Every single entry should be printed exactly.

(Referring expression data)
────────────────────────────────────────
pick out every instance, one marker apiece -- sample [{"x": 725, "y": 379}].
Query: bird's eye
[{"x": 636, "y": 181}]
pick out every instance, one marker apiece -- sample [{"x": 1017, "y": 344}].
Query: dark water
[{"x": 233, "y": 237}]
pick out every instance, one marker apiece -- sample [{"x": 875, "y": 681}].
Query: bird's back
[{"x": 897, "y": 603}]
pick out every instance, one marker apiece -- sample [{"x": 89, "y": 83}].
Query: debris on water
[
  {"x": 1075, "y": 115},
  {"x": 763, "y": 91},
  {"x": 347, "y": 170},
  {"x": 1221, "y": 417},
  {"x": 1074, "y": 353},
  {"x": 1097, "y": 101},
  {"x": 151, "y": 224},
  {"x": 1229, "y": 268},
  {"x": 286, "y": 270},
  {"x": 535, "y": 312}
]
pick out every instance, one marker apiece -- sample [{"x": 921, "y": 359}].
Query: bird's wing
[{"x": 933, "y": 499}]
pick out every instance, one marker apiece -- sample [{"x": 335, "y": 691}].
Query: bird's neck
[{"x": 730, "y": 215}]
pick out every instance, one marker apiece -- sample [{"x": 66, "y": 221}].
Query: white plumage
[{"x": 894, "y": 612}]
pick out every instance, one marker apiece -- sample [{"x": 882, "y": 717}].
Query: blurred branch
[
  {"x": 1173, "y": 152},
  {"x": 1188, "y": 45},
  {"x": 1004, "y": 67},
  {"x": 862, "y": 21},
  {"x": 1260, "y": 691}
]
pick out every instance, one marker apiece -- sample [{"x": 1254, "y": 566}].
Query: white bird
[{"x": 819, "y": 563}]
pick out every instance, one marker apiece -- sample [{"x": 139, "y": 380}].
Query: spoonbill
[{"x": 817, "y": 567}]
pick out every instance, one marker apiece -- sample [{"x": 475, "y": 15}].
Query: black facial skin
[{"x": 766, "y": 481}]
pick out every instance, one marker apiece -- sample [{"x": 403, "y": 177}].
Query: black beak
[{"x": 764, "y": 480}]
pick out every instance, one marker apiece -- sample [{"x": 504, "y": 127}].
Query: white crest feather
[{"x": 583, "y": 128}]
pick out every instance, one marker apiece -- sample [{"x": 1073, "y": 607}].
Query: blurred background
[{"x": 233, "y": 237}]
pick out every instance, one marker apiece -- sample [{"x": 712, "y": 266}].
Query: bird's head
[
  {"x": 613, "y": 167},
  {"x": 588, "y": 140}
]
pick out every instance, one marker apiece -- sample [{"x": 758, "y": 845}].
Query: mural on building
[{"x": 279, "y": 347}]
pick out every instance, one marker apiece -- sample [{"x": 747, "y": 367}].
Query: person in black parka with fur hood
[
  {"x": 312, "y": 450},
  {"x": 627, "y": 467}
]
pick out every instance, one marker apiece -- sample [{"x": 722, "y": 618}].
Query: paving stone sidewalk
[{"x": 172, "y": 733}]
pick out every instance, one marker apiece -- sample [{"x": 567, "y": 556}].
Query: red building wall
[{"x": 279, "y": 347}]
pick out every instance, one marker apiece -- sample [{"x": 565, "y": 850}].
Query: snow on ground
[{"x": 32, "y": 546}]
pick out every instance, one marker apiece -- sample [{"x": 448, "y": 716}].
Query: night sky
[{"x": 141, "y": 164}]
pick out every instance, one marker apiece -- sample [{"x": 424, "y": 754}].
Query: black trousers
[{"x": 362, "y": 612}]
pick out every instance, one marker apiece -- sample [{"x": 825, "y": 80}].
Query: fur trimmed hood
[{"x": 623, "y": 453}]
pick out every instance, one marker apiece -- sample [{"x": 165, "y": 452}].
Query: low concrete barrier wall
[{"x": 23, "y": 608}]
────────────────────────────────────────
[Result of this task]:
pick out every instance, one marker apiece -- sample [{"x": 725, "y": 379}].
Query: bird's eye
[{"x": 636, "y": 181}]
pick out every instance, one marker apiece -- sample [{"x": 1017, "y": 344}].
Query: dark water
[{"x": 233, "y": 237}]
pick out every instance, one marker apiece -- sample [{"x": 875, "y": 681}].
Query: bird's back
[{"x": 897, "y": 603}]
pick out every instance, one marker apiece -- sample [{"x": 89, "y": 83}].
Query: debris on water
[
  {"x": 1075, "y": 115},
  {"x": 763, "y": 91},
  {"x": 347, "y": 170},
  {"x": 1221, "y": 417},
  {"x": 1074, "y": 353},
  {"x": 1097, "y": 101},
  {"x": 151, "y": 224},
  {"x": 1229, "y": 268},
  {"x": 286, "y": 270},
  {"x": 535, "y": 312}
]
pick out every instance, one marker apiece -- sample [{"x": 921, "y": 359}].
Query: bird's wing
[{"x": 933, "y": 499}]
pick out every instance, one marker apiece -- sample [{"x": 335, "y": 691}].
Query: bird's neck
[{"x": 730, "y": 215}]
pick out every instance, one marker apiece -- sample [{"x": 66, "y": 221}].
Query: white plumage
[{"x": 894, "y": 612}]
pick out every instance, one marker apiece -- sample [{"x": 882, "y": 717}].
Query: blurred branch
[
  {"x": 1173, "y": 152},
  {"x": 1188, "y": 45},
  {"x": 1004, "y": 67},
  {"x": 862, "y": 21},
  {"x": 1260, "y": 691}
]
pick out every instance, one marker apiece -- sample [{"x": 1254, "y": 566}].
Query: white bird
[{"x": 819, "y": 563}]
pick out every instance, one marker apiece -- sample [{"x": 139, "y": 380}].
Query: spoonbill
[{"x": 817, "y": 567}]
pick out every instance, one marker apiece -- sample [{"x": 475, "y": 15}].
Query: black facial skin
[{"x": 766, "y": 481}]
pick out every instance, one marker apiece -- sample [{"x": 403, "y": 177}].
Query: black beak
[{"x": 764, "y": 480}]
pick out every instance, one marker apiece -- sample [{"x": 504, "y": 127}].
Query: white crest feather
[{"x": 583, "y": 128}]
pick out every instance, one marker apiece -- sample [{"x": 1073, "y": 607}].
Query: blurred background
[{"x": 233, "y": 237}]
pick out every instance, one marker apiece -- sample [{"x": 712, "y": 266}].
Query: bird's head
[
  {"x": 613, "y": 167},
  {"x": 588, "y": 140}
]
pick out every instance, one marker apiece -- sample [{"x": 758, "y": 845}].
Query: mural on building
[{"x": 279, "y": 347}]
pick out every instance, one marker apiece -- sample [{"x": 747, "y": 367}].
Query: person in black parka with fur hood
[
  {"x": 312, "y": 450},
  {"x": 627, "y": 467}
]
pick out every instance, one marker apiece -- sample [{"x": 722, "y": 618}].
Query: paving stone sidewalk
[{"x": 172, "y": 733}]
pick out every instance, one marker apiece -- sample [{"x": 567, "y": 556}].
Query: red building wall
[{"x": 279, "y": 347}]
pick out every instance, one marker apiece -- sample [{"x": 565, "y": 850}].
Query: snow on ground
[{"x": 32, "y": 546}]
pick out every instance, one marker apiece -- sample [{"x": 448, "y": 716}].
Query: night sky
[{"x": 141, "y": 164}]
pick out every instance, one marker apiece -- sample [{"x": 424, "y": 754}].
Query: black trousers
[{"x": 362, "y": 612}]
pick out every instance, one marker apiece -- sample [{"x": 825, "y": 80}].
Query: fur trimmed hood
[{"x": 623, "y": 453}]
pick out every instance, one marker apiece -- sample [{"x": 165, "y": 452}].
Query: low concrete barrier wall
[{"x": 23, "y": 608}]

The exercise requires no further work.